▸ **What you are asked to do**
Report how many lines in the entries below contain the word "mountain". Give only the number.

▸ **Data shown**
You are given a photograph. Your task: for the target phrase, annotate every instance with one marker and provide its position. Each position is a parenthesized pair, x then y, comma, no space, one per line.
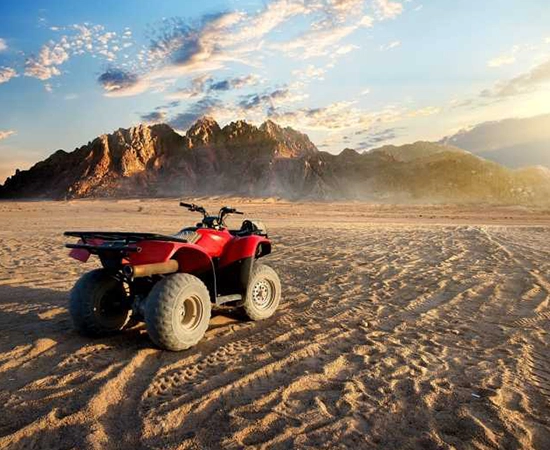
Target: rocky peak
(290,143)
(239,128)
(203,132)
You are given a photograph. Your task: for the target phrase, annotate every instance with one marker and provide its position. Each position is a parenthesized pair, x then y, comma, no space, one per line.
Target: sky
(349,73)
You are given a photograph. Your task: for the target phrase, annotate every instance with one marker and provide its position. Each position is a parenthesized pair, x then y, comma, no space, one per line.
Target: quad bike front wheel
(177,312)
(263,293)
(98,304)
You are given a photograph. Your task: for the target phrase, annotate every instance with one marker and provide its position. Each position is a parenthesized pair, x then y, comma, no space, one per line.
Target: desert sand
(401,327)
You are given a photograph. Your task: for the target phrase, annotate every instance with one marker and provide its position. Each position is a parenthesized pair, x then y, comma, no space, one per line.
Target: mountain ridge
(266,161)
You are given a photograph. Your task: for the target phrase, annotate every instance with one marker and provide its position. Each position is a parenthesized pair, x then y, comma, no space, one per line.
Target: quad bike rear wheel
(177,312)
(263,294)
(99,304)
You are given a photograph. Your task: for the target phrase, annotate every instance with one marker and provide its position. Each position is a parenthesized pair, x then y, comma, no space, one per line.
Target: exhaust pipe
(146,270)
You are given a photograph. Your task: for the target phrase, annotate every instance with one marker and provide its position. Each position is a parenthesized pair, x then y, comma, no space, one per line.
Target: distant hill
(242,159)
(512,142)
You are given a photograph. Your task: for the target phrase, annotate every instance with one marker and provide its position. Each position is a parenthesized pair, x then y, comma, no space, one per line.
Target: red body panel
(243,247)
(192,258)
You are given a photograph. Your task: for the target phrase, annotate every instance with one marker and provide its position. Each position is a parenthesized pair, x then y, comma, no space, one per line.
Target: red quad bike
(171,282)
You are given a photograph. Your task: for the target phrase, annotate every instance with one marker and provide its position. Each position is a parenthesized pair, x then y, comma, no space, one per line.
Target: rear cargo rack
(126,237)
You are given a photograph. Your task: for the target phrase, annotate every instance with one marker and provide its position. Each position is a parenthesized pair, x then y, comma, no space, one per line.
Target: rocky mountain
(242,159)
(512,142)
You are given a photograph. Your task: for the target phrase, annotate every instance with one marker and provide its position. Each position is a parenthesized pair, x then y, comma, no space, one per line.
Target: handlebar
(192,207)
(211,221)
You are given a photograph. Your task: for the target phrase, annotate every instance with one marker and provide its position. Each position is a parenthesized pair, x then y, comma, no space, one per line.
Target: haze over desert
(400,327)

▸ **The answer**
2